Records for labeling locations:
----------
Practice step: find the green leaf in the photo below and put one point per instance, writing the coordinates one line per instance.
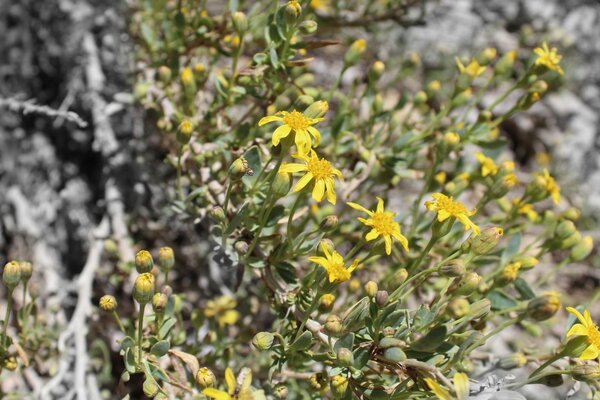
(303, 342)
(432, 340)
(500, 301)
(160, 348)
----------
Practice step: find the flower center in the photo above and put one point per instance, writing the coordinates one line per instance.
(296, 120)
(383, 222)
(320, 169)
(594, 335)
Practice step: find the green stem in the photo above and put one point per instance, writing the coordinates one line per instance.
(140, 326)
----------
■ The request ■
Return every line of the listing that contains the word "above". Copy each such line in full.

■ Solved exercise ■
Practice step: find the flower center in the photo above and put one point per instance, writing the coordinates one line per instance.
Practice step: find the green stem in the photo above and put one point per instance, writing the coordinates one line per instance.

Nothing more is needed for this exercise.